Directions: Go through the data and copy each line that holds "spoked".

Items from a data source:
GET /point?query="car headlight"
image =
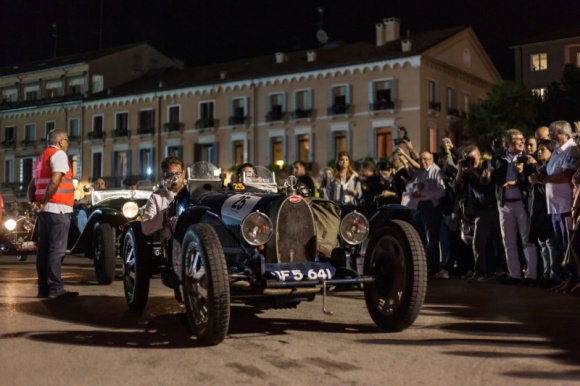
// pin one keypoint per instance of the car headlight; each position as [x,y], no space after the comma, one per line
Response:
[130,209]
[354,228]
[10,225]
[257,229]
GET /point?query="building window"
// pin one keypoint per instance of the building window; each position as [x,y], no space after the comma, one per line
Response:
[452,102]
[339,141]
[238,115]
[146,168]
[98,83]
[206,115]
[74,129]
[238,150]
[121,125]
[277,151]
[276,107]
[539,62]
[434,103]
[539,92]
[97,165]
[433,140]
[384,142]
[303,148]
[339,100]
[9,170]
[302,104]
[146,123]
[382,94]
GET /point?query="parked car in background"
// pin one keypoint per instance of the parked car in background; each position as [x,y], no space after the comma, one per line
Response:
[97,224]
[268,249]
[16,237]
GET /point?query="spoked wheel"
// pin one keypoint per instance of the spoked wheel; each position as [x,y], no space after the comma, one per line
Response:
[104,253]
[396,259]
[136,269]
[205,284]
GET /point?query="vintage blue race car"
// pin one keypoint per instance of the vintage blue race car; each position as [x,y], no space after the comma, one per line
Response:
[254,245]
[97,224]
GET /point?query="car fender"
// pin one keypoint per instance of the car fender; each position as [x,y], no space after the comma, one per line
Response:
[388,213]
[104,215]
[188,217]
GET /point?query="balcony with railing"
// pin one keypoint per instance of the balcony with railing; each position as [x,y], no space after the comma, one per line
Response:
[204,123]
[453,112]
[120,133]
[96,135]
[435,106]
[145,130]
[338,109]
[301,113]
[172,127]
[275,115]
[8,144]
[382,105]
[237,120]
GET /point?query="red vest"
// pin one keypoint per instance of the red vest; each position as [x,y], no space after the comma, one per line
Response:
[43,174]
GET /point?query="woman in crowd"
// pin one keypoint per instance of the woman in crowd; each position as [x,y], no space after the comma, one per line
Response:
[541,228]
[344,187]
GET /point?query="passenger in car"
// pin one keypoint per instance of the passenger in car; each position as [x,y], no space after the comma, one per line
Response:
[158,203]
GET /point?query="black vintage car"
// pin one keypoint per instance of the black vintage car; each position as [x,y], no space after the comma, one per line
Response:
[96,226]
[16,237]
[255,246]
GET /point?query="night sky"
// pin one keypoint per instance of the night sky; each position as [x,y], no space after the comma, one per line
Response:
[201,32]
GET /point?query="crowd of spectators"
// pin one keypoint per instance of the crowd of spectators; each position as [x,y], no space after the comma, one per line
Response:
[506,213]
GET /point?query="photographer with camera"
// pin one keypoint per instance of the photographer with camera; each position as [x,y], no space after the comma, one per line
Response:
[509,178]
[480,199]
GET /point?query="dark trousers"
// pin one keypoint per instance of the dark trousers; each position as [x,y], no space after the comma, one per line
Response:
[427,220]
[51,247]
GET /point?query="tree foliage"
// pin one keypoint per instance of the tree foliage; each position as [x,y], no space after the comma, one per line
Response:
[510,105]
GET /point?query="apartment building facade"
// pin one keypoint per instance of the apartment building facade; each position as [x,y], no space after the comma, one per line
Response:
[277,109]
[540,61]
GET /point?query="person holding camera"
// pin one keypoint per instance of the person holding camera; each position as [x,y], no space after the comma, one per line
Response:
[558,180]
[509,178]
[423,193]
[484,207]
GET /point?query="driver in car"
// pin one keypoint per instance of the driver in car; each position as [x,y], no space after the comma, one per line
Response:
[173,181]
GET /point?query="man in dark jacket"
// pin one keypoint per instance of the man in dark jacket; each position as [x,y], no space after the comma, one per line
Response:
[510,179]
[484,206]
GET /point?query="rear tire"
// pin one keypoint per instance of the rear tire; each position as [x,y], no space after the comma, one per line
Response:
[395,257]
[205,284]
[104,256]
[136,269]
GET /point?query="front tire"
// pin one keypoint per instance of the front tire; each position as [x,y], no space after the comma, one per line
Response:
[205,284]
[104,253]
[136,269]
[395,257]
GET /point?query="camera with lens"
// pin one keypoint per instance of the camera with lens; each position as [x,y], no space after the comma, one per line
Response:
[467,162]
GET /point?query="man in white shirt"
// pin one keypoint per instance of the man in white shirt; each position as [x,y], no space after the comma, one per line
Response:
[423,192]
[173,181]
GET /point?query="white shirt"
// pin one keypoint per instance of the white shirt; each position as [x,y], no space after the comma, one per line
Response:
[153,214]
[559,195]
[58,163]
[433,187]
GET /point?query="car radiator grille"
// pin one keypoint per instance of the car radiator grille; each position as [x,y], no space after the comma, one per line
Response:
[294,239]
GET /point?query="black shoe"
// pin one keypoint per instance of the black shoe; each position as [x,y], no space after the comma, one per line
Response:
[510,281]
[62,294]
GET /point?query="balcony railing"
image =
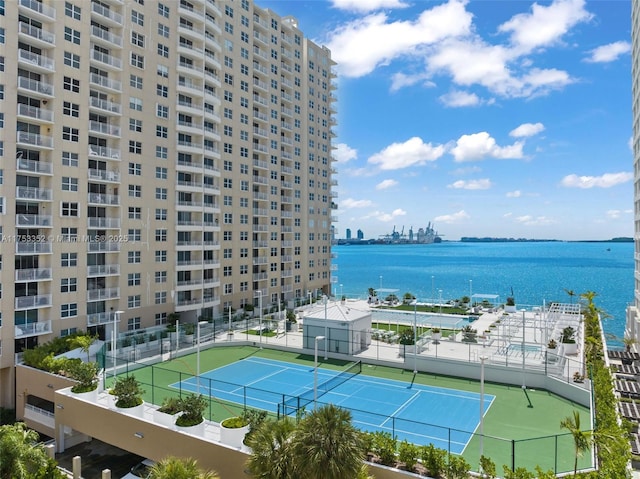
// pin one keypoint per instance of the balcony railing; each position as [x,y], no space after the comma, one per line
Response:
[35,274]
[32,329]
[103,294]
[104,152]
[38,301]
[103,270]
[38,194]
[34,166]
[41,221]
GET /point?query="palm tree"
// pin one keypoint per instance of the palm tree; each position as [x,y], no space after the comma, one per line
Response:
[327,446]
[20,454]
[581,439]
[172,467]
[272,454]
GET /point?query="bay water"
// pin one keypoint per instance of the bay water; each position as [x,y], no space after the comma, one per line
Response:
[532,272]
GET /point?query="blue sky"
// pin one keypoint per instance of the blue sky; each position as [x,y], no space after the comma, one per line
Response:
[487,118]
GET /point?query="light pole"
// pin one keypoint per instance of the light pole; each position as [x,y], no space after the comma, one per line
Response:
[482,360]
[198,353]
[114,342]
[326,300]
[315,372]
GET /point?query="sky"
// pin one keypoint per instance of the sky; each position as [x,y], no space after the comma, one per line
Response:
[486,118]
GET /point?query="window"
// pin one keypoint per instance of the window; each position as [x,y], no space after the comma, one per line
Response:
[72,60]
[69,159]
[163,30]
[69,184]
[70,134]
[133,257]
[137,18]
[161,193]
[69,208]
[68,285]
[72,11]
[161,214]
[72,35]
[71,109]
[68,260]
[136,60]
[135,191]
[163,50]
[133,301]
[135,81]
[135,213]
[68,310]
[135,125]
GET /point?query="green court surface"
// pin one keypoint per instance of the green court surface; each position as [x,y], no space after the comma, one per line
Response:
[514,433]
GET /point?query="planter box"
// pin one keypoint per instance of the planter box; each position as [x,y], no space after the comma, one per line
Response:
[233,436]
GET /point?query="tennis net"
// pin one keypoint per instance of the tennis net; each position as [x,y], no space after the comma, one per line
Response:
[295,403]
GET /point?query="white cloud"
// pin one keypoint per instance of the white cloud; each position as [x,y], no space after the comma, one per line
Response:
[401,80]
[343,153]
[545,25]
[481,145]
[367,5]
[459,217]
[605,181]
[386,184]
[527,129]
[530,220]
[360,46]
[608,53]
[413,152]
[350,203]
[482,184]
[456,99]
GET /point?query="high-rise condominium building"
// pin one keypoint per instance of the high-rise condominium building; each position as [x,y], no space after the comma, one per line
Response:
[157,157]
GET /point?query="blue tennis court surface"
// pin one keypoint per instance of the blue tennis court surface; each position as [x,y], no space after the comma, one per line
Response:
[420,414]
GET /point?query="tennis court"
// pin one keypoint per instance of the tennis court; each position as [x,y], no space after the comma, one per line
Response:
[418,413]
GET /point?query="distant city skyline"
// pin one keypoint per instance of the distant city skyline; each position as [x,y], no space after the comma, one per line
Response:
[488,118]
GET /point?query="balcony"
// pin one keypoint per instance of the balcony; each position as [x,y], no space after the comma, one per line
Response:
[101,128]
[39,88]
[34,140]
[33,302]
[105,106]
[100,35]
[42,37]
[105,82]
[105,59]
[38,221]
[34,274]
[102,199]
[104,222]
[36,194]
[103,294]
[35,113]
[104,152]
[106,14]
[31,166]
[44,247]
[32,329]
[39,10]
[104,175]
[103,270]
[103,246]
[35,61]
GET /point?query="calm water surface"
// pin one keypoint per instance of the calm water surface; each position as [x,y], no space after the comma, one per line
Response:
[535,272]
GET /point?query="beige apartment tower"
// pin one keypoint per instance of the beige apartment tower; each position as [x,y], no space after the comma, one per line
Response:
[157,157]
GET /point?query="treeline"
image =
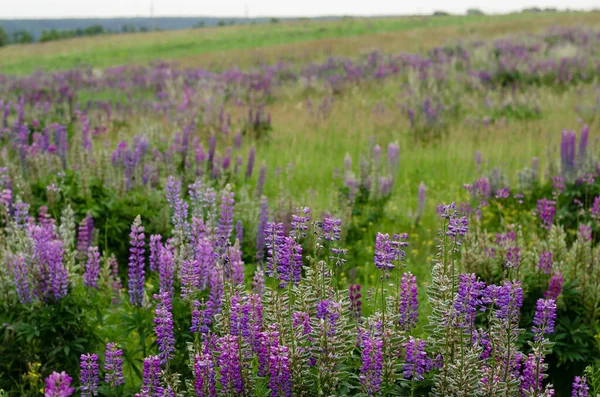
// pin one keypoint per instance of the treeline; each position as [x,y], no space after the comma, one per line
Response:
[24,37]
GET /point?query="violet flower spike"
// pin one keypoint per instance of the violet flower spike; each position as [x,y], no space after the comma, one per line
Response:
[89,375]
[58,385]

Reply:
GET /point?query="spoked wheel"
// pin one keypoint per instance of the spoked wheel; each position as [x,y], no space after the comma, one per line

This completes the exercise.